Eschscholzia californica

Common Names: California Poppy, Desert Poppy, Desert Gold, Yellow Poppy
Family: Papaveraceae
Part/s Used: Flowering plant, root
Energetics: Cooling
Taste: Bitter, mild sweetness 
Actions: Nervine, sedative, hypnotic, analgesic, soporific, anti-spasmodic, anodyne
Constituents: Protopine, cryptopine, chelidonine, rutin, isoquinoline alkaloids
Planet: Mercury
Element: Water 

Medicinal Preparations:

Tincture (ratio & % alcohol): Fresh: 1:2 or 1:3  Dry: 1:5 50%
Drops: 15-120   Times a day: 3x

Glycerite:  Fresh: 1:2    Glycerin: 50%    Alcohol: 50%
Drops: 15-60    Times a day: 3x

Tea:  Hot infusion 
Ounces: 4-12   Times a day: 3x

Habitat and Botanical Description: 

Eschscholzia is native to the western United States and grows in a variety of habitats below 7000 ft. It is considered an annual but it some areas a deep-rooted perennial. It grows in abundance with good spring rains but has been known to bloom into fall if the rains are consistent. Its lime green leaves are lacey, and the bright orange cone shaped flower stands on a leafless stem. A garden escapee that has interbred with E. Mexicana that is smaller in stature.  The two species can be used interchangeably. 

Medicinal Uses:

California Poppy is a nervine that encourages relaxation and reduces stress, anxiety, nervousness and tension. To enhance its nervine properties, combine with valerian, hops, passionflower. Helpful for people with insomnia encouraging deep, restful sleep but does not affect rising. Poppy is a wonderful herb for treating hyperactivity in both children and adults. 

An analgesic and skeletal muscle relaxant and mild alternative to the much stronger opium poppy. Using a lower dose will have more of a anxiolytic effect while higher doses have a sedative and analgesic effect. Some individuals can become desensitized to the opiate family after long term use. Use in combo with other herbs such as valerian, kava, dog wood, passionflower and hops. 

Eschscholzia is a smooth muscle anti spasmodic. A respiratory for a dry irritated cough, whooping cough and dry bronchitis, ammonia and croup and will stop the irritation and sedate the nerves when the cough is unproductive. 

Eschscholzia also helps with pain and management for flare ups in IBS, colitis and crones. Use small frequent doses up to every hour during a flare up. Use in the same way for menstrual cramps.

Records in a dataset:
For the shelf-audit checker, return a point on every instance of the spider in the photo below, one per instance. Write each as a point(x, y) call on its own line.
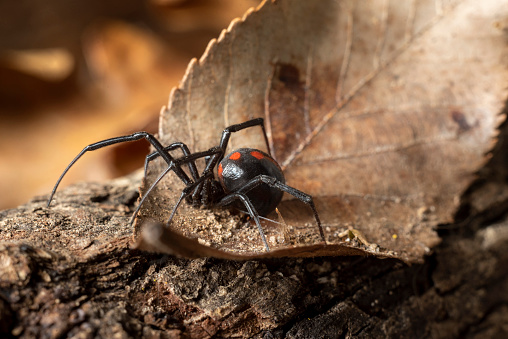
point(245, 176)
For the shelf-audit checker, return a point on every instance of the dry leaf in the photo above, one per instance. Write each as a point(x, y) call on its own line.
point(382, 111)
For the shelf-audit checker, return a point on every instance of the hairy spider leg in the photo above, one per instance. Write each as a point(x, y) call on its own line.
point(230, 198)
point(226, 134)
point(189, 187)
point(185, 150)
point(271, 181)
point(133, 137)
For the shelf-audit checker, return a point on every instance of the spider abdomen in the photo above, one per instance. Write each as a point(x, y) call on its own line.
point(243, 165)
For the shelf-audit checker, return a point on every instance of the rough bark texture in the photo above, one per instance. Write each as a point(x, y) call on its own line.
point(69, 271)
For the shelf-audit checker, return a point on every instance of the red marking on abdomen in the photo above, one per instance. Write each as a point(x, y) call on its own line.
point(257, 155)
point(235, 156)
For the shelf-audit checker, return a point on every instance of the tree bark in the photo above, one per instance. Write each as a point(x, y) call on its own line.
point(69, 271)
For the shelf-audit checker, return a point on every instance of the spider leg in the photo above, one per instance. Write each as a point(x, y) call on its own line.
point(177, 163)
point(185, 150)
point(272, 182)
point(230, 198)
point(108, 142)
point(226, 134)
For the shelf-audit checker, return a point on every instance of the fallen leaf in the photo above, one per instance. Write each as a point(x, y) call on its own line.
point(381, 111)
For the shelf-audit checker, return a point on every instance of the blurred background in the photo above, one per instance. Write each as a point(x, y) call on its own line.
point(76, 72)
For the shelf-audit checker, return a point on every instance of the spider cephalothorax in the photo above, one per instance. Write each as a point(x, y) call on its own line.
point(247, 177)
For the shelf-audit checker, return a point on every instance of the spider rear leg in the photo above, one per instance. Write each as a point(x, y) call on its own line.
point(303, 197)
point(108, 142)
point(230, 198)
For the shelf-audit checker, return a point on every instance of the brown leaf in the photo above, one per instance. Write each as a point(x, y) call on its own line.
point(383, 112)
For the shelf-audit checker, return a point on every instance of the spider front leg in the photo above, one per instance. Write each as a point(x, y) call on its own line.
point(185, 150)
point(133, 137)
point(230, 198)
point(191, 187)
point(272, 182)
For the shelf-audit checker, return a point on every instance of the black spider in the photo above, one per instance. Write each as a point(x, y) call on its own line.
point(246, 175)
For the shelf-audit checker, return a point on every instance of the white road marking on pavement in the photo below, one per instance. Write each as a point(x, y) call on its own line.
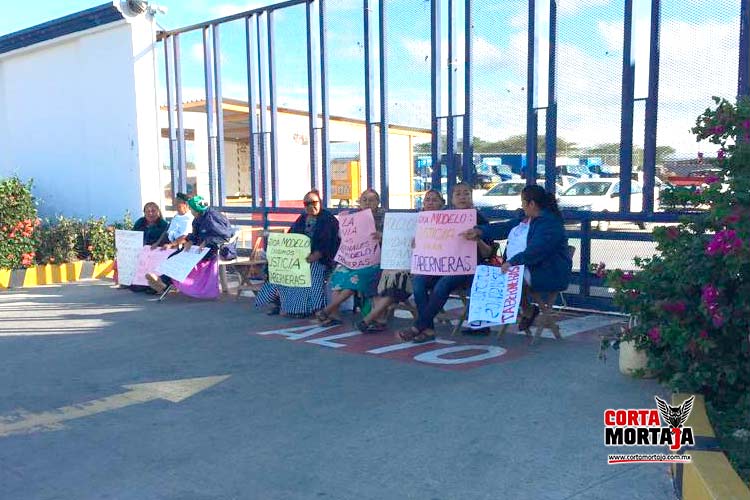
point(171, 390)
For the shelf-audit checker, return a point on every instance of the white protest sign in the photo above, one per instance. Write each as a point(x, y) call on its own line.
point(496, 296)
point(358, 249)
point(439, 250)
point(148, 262)
point(179, 266)
point(398, 236)
point(128, 245)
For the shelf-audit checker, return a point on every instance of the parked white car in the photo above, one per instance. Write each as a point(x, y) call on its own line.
point(600, 195)
point(503, 196)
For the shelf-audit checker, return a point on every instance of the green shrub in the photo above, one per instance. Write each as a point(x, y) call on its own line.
point(18, 224)
point(691, 301)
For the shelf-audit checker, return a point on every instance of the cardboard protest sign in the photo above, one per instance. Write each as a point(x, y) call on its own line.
point(438, 248)
point(287, 264)
point(128, 245)
point(180, 265)
point(357, 249)
point(398, 237)
point(496, 296)
point(148, 262)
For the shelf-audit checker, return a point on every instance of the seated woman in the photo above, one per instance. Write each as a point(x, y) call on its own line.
point(432, 292)
point(179, 227)
point(153, 226)
point(395, 286)
point(539, 243)
point(211, 229)
point(323, 229)
point(346, 282)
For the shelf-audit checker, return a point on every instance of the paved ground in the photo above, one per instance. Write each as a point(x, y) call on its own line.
point(336, 418)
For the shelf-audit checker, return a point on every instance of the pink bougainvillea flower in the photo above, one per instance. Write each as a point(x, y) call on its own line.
point(711, 179)
point(717, 319)
point(654, 334)
point(724, 242)
point(710, 295)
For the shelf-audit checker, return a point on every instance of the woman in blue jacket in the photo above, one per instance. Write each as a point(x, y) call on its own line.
point(546, 255)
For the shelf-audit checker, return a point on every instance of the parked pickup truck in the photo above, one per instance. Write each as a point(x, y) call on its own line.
point(695, 178)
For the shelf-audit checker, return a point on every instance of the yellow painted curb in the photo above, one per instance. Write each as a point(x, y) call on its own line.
point(49, 274)
point(709, 475)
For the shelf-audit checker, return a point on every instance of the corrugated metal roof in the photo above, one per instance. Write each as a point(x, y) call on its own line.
point(80, 21)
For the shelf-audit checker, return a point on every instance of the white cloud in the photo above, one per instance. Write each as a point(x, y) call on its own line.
point(568, 7)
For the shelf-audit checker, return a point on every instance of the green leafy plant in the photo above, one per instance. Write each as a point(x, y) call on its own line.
point(691, 301)
point(18, 224)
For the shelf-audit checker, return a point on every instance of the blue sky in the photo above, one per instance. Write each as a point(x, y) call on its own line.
point(699, 59)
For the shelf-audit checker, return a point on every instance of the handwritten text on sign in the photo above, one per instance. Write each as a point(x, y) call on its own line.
point(438, 248)
point(398, 237)
point(179, 266)
point(287, 264)
point(358, 249)
point(495, 296)
point(148, 262)
point(128, 245)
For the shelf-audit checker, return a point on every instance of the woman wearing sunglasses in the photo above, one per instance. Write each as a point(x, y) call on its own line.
point(323, 229)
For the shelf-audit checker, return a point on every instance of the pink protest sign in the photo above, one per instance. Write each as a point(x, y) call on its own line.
point(358, 249)
point(148, 262)
point(438, 248)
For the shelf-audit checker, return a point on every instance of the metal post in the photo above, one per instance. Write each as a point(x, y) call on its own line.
point(325, 145)
point(210, 113)
point(628, 96)
point(550, 143)
point(531, 114)
point(173, 168)
point(652, 104)
point(274, 109)
point(369, 132)
point(743, 85)
point(468, 141)
point(219, 117)
point(262, 91)
point(181, 163)
point(450, 153)
point(384, 193)
point(251, 82)
point(436, 91)
point(312, 102)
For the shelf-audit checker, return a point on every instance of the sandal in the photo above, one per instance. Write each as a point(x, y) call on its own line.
point(426, 335)
point(331, 322)
point(370, 327)
point(407, 335)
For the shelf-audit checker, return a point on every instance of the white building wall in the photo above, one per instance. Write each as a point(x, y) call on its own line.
point(78, 115)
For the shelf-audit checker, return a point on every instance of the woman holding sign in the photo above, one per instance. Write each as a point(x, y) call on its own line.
point(349, 278)
point(322, 228)
point(539, 243)
point(432, 292)
point(395, 286)
point(211, 229)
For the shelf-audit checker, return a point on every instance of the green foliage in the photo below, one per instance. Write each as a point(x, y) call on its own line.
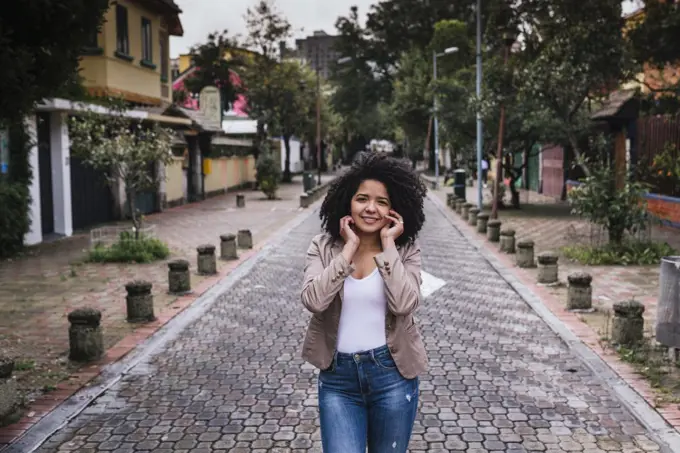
point(268, 175)
point(14, 221)
point(129, 249)
point(654, 38)
point(123, 148)
point(213, 68)
point(14, 193)
point(627, 253)
point(40, 46)
point(618, 210)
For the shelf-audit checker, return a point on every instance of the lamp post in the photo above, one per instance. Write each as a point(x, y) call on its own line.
point(478, 90)
point(318, 118)
point(435, 55)
point(508, 41)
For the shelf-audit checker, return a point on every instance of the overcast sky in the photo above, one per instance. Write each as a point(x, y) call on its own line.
point(201, 17)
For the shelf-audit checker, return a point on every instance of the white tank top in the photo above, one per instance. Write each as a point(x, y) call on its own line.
point(362, 318)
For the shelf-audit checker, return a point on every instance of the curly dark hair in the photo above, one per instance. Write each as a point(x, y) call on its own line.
point(404, 187)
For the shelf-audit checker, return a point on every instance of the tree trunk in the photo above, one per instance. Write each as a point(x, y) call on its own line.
point(287, 176)
point(616, 233)
point(134, 215)
point(514, 194)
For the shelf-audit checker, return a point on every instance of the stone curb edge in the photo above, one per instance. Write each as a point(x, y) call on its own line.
point(663, 433)
point(146, 345)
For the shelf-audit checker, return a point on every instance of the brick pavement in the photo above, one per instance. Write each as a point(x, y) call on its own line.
point(500, 380)
point(38, 290)
point(551, 226)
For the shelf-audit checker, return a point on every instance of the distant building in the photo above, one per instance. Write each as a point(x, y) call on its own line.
point(318, 51)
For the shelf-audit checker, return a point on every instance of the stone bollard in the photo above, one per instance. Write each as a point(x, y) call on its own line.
point(245, 239)
point(482, 221)
point(179, 278)
point(472, 216)
point(508, 241)
point(547, 268)
point(628, 324)
point(525, 254)
point(207, 263)
point(579, 293)
point(9, 396)
point(493, 230)
point(305, 200)
point(465, 210)
point(86, 341)
point(240, 201)
point(228, 247)
point(139, 302)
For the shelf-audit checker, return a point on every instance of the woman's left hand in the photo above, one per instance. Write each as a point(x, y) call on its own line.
point(392, 231)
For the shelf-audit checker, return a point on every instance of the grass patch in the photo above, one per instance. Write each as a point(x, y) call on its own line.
point(127, 250)
point(628, 253)
point(24, 365)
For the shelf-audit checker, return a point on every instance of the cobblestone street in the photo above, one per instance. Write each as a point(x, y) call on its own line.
point(500, 380)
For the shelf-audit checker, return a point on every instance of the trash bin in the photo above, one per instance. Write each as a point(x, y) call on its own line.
point(307, 181)
point(668, 306)
point(459, 183)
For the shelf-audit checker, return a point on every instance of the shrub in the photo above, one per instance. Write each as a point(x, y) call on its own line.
point(626, 253)
point(130, 250)
point(268, 175)
point(14, 220)
point(618, 210)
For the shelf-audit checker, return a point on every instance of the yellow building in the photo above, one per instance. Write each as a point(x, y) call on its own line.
point(130, 57)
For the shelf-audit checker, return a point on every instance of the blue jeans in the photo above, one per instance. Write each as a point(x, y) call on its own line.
point(364, 401)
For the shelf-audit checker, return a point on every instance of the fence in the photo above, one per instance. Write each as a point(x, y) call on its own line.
point(654, 135)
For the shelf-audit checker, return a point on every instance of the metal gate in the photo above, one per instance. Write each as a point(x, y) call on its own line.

§ Work task A: In the California poppy profile, which herbs are suggested for combining with it to enhance its nervine properties?
§ Work task B: Continue the California poppy profile from its last sentence.

§ Written response A: Valerian, hops, and passionflower.

§ Written response B:
Harvesting:

Gather the whole plant when the flowers are in full bloom. It even better to harvest a bit past bloom when there is a variety of seed pods, flowers and exposed pink receptacles (after petals have fallen off).  It is at this stage that the plant contains varying amounts of  latex. California Poppy can soak up heavy metals and cause yellowing in the orange poppy (but there is also a native yellow poppy). Remove the dead basal leaves and process fresh or dry on wire mesh racks in the shade or if the plant is tall enough you can hang upside down. The dried herb is delicate and is easily degraded by sunlight.  Store in a dark glass container up to 18 months. You can also harvest the root in the late fall for blood orange root sap. 

Recommended Products:

Contraindications:

Use caution with latex allergies. Not everyone with a latex allergy will be allergic to naturally occurring latex. Cryptopine was tested in animals and had uterine effects. Do not take with prescription medication or during pregnancy.  Consult a doctor if taking other sedatives, hypnotics, antidepressant medications. False positive for opium. Avoid eating/drinking if taking drug tests.  Harvest in clean area as poppy can soak up heavy metals. Some individuals can become desensitized to the opiate family after long term use.  

 Sources:

  • Hoffman, David. The Complete Herbs Sourcebook. New York, NY: Skyhorse Publishing Inc; 2016
  • Moore, Michael. Medicinal Plants of the Pacific Northwest. Santa Fe, NM: Museum of New Mexico Press; 1993
  • Sinadinos, Christa. The Essential Guide to Western Botanical Medicine. Fieldbrook, CA; 2020
  • Sinadinos, Christa. Northwest School for Botanical Studies Course. Lecture Notes; 2014

 Disclosure: This information has not been evaluated by the Food and Drug Administration and is not intended to diagnose, treat, cure, or prevent any disease. Consult with a qualified healthcare practitioner before using herbal products, particularly if you are pregnant, nursing, or on any medications.